• [Recorded data]
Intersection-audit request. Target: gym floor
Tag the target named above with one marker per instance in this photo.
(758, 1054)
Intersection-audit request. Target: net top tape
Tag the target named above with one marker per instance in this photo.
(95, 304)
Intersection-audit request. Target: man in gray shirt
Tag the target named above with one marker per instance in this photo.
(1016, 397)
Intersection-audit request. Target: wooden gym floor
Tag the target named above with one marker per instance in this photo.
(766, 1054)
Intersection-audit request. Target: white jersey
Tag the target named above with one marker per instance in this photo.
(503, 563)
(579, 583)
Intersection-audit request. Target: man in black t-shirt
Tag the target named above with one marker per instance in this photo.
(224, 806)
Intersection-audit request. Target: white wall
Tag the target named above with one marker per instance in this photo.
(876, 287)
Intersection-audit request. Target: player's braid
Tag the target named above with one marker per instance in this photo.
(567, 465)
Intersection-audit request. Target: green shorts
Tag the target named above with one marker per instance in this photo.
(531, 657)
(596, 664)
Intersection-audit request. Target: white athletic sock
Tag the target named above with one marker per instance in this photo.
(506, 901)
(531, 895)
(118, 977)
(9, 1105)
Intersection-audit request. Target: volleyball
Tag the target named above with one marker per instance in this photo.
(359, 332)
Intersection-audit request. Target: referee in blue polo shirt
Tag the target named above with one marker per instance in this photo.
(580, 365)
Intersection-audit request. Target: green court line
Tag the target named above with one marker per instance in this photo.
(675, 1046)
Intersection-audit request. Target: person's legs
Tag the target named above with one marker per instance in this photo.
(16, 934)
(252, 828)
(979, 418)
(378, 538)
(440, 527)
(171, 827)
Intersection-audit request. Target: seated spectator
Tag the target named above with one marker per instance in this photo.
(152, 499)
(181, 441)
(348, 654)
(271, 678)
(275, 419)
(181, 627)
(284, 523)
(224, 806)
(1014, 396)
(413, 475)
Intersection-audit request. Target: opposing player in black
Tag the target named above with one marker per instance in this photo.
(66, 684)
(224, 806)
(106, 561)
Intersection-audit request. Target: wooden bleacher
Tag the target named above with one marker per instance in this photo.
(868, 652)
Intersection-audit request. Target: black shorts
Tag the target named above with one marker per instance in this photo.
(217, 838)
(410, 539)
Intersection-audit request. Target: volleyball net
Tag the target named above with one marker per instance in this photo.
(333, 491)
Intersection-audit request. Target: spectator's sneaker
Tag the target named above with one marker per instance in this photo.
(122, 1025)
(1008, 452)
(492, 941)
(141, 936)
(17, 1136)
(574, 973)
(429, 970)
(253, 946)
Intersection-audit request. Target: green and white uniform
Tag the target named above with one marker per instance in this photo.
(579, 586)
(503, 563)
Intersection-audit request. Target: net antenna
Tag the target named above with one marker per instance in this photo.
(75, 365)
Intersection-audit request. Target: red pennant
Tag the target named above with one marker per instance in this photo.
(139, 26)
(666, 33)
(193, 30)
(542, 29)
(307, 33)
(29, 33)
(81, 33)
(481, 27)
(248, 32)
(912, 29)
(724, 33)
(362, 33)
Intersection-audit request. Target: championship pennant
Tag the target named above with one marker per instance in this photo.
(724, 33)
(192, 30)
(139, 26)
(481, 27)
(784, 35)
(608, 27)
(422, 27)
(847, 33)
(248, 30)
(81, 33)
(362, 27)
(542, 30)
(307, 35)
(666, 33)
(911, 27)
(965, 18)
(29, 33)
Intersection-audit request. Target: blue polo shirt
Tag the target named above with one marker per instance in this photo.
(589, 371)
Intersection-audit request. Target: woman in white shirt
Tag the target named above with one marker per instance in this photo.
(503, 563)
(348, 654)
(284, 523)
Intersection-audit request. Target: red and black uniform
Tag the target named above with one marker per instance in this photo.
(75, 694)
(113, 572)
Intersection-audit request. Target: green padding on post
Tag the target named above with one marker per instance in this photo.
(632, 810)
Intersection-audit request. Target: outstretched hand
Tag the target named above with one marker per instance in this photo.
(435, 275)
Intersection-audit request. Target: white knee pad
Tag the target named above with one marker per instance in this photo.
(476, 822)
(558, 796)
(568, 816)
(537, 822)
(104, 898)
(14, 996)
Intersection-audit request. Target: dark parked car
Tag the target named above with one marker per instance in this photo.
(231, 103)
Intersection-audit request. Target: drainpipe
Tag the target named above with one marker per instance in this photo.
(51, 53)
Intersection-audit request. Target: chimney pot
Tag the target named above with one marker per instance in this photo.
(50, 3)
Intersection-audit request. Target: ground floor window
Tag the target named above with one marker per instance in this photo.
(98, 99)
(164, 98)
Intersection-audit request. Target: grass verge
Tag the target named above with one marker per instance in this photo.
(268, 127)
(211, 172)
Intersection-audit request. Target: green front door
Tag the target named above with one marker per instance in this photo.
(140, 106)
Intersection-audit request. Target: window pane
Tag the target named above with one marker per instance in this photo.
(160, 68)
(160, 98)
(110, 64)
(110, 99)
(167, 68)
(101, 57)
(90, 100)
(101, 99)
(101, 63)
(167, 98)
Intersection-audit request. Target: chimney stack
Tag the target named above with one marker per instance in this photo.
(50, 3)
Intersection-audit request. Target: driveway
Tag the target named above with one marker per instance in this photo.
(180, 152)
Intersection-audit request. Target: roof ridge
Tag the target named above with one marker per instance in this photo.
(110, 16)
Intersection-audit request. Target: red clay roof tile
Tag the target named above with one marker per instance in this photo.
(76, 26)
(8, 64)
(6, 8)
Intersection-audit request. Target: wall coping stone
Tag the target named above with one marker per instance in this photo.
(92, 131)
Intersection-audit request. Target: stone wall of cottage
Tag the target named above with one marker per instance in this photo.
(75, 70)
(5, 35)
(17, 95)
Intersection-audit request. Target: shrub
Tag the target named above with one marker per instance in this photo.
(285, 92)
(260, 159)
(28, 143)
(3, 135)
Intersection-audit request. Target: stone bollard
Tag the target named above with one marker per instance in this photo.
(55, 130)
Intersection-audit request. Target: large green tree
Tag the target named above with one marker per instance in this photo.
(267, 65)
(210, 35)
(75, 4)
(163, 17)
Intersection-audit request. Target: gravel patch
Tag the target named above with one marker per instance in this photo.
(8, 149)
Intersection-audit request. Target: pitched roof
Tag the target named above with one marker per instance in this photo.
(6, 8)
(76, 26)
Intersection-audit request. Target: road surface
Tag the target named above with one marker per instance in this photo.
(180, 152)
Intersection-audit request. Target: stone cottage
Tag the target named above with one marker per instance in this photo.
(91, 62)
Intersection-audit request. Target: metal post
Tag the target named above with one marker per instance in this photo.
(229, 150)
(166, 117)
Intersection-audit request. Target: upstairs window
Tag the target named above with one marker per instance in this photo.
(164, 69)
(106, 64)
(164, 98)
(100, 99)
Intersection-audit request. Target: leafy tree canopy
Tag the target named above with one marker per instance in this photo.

• [What is required] Could you edit all of the lines above so that "Intersection-audit request" becomes "Overlap-audit request" everywhere, leaving everything else unchanged?

• [Response for this exercise]
Overlap-audit request. Target: gym floor
Tag the target named above with one marker per instance in this photo.
(758, 1054)
Overlap-audit request. Target: net top tape
Tag the target named above with one marker per instance in this photo.
(95, 304)
Overlap-audit request. Target: man in gray shirt
Tag the target named above with one marker per instance in this photo.
(1016, 397)
Overlap-audit request. Target: wooden gym floor
Tag the target named above with one marker per instance in this photo.
(766, 1054)
Overlap-audit request. Target: white jersey
Tag the target named above with one marker per instance in this photo.
(503, 563)
(579, 583)
Overlap-audit request. Target: man in black t-shirt
Tag the target named above with one marker per instance in this photo.
(224, 806)
Overlap-audit request. Target: white wall
Tag the target named above with one marker per instance in this photo.
(876, 287)
Overlap-audit request. Target: player's braid
Tag the target named above with one marker per instance in this photo.
(567, 465)
Overlap-audit request. Target: green shorts
Tag the target named above with one marker per instance in this photo.
(531, 657)
(596, 664)
Overlap-audit request. Target: white athletic sock
Tag the target named above with one marker per instance in this photo.
(506, 901)
(531, 895)
(118, 977)
(9, 1105)
Overlap-audit request. Target: volleyball
Tag the target named above with one marker per instance in this photo.
(359, 332)
Overlap-audit request. Target: referee in blue polo shirt
Tag the target named above with one marker per instance in this photo.
(580, 365)
Overlap-audit request. Target: green court line
Tag the target named above with one marker per instance in this photo.
(675, 1046)
Overlap-audit request. Target: person's legs
Tag the target named above with one marker per instance in this photo.
(16, 934)
(252, 828)
(979, 418)
(378, 538)
(440, 527)
(171, 827)
Overlap-audit request. Target: seated spectator
Tag the target named above with one marker per instance in this photo.
(152, 499)
(181, 441)
(348, 654)
(271, 678)
(275, 419)
(181, 627)
(284, 523)
(224, 806)
(1014, 396)
(413, 475)
Overlap-audit request. Target: opposing player in black
Tag the target named above with one marker per instance in this photo.
(66, 684)
(224, 806)
(106, 561)
Overlap-audit request. Target: wooden bleacher
Tag the target named above with one marker per instance in this photo.
(868, 652)
Overlap-audit request. Target: black shorts
Tag the target named above with one marker per instance in this photo.
(217, 838)
(410, 539)
Overlap-audit request. Target: volleyball net
Tag the target named above with one marker per instance in this photo.
(333, 491)
Overlap-audit request. Target: spectator's sneaker
Tag the target named above with one marker per instance in this photo.
(122, 1025)
(1008, 452)
(492, 941)
(141, 936)
(17, 1136)
(574, 973)
(429, 970)
(253, 946)
Overlap-audit request. Target: green and white uniform
Tag the target named above with one marker per instance in this photo.
(579, 586)
(503, 563)
Overlap-audit request. Target: net antenna
Tag the target named above with one marker per instance in this photo.
(75, 365)
Overlap-audit request. Target: red pennant
Tag the target named above with one marker per instance in this photo.
(139, 26)
(666, 33)
(193, 30)
(542, 29)
(307, 33)
(29, 33)
(81, 33)
(481, 27)
(248, 32)
(912, 29)
(724, 33)
(362, 33)
Overlap-audit request. Target: championship pennant
Tag the target named above with one marker per instance in this photo.
(724, 33)
(192, 30)
(139, 26)
(481, 27)
(784, 35)
(608, 27)
(422, 27)
(847, 33)
(248, 30)
(81, 33)
(362, 27)
(542, 30)
(307, 35)
(666, 33)
(911, 27)
(965, 18)
(29, 33)
Overlap-audit request. Target: blue polo shirt
Tag the target named above with one marker per instance in this photo.
(589, 371)
Overlap-audit request. Target: woman in white shirt
Tag the target named above with one marker per instance in this photo.
(503, 563)
(348, 654)
(284, 523)
Overlap-audit request. Target: red and black uniform
Tag the target named above with one marker per instance in this photo.
(75, 694)
(113, 572)
Overlap-audit request. Target: green padding on post
Tag the target named above with one marker per instance in this photo.
(632, 810)
Overlap-audit request. Target: outstretched hand
Tag the target named above with one marker per instance in this photo.
(435, 275)
Overlap-audit request. Target: white knee pad
Tag the target named above with one marker per instance in this photo.
(476, 822)
(558, 796)
(568, 816)
(537, 822)
(104, 898)
(14, 996)
Overlap-audit request. Target: dark parked car
Tag the target named above with one marker per instance in this photo.
(231, 103)
Overlap-audit request. Target: drainpipe
Tag the target named above with one marker per instance in this photo.
(51, 53)
Overlap-audit request. Target: chimney pot
Tag the target named above with one marker per instance in this photo.
(50, 3)
Overlap-audit request. Target: ground floor window
Tag the target named above with one marker per instance in this photo.
(98, 99)
(164, 98)
Overlap-audit request. Target: grass verge
Tag the target named above with one marker per instance in this photo.
(268, 127)
(211, 172)
Overlap-audit request. Target: green front door
Tag the target named above with one marker per instance in this photo.
(140, 106)
Overlap-audit request. Target: window pane
Tag the target named above with one marker per instance in this photo.
(160, 68)
(160, 98)
(110, 64)
(110, 99)
(167, 68)
(101, 57)
(90, 100)
(101, 99)
(101, 63)
(167, 98)
Overlap-audit request. Target: chimney stack
Tag the target named above with one marker per instance in this photo.
(50, 3)
Overlap-audit request. Target: driveway
Tag the target named above with one marker per instance in this photo.
(180, 152)
Overlap-audit request. Target: roof ridge
Tag the target named above with one marker per instance in this photo.
(110, 16)
Overlap-audit request. Target: red clay roof tile
Tag the target named above with one marker per instance in this photo.
(76, 26)
(8, 64)
(6, 8)
Overlap-audit request. Target: wall coping stone
Tag the target named above with one marker per instance in this photo.
(92, 131)
Overlap-audit request. Target: stone wall of cottage
Tag the target named above with one marker per instance in this photo.
(75, 70)
(5, 35)
(17, 95)
Overlap-audit request. Target: shrub
Tag the target named above with one marker per instance in this photo.
(285, 92)
(260, 159)
(28, 143)
(3, 135)
Overlap-audit request. Target: stone bollard
Tag the target named above with one marker per instance in this photo.
(55, 130)
Overlap-audit request. Target: large green tree
Tag the target named above with one marker per instance in this photo.
(267, 65)
(210, 35)
(75, 4)
(163, 17)
Overlap-audit request. Target: gravel patch
Tag the target named above with one marker per instance in this photo.
(8, 149)
Overlap-audit request. Target: pitched roof
Tag the target named above with one marker per instance in this photo.
(6, 8)
(76, 26)
Overlap-audit request. Target: road surface
Tag the target named above with one marker per instance in this photo.
(180, 152)
Overlap-audit request. Target: stone cottage
Tag the target named above with one marker per instance in this photo.
(91, 62)
Overlap-audit request. Target: metal post
Tag the target named above with one marker per instance in this photo.
(229, 150)
(166, 117)
Overlap-audit request. Target: upstairs window
Tag the target named above with one marker per instance in this photo.
(164, 69)
(106, 64)
(164, 98)
(100, 99)
Overlap-audit request. Target: leafy tree canopy
Tag the target named above with one marker per instance in this photo.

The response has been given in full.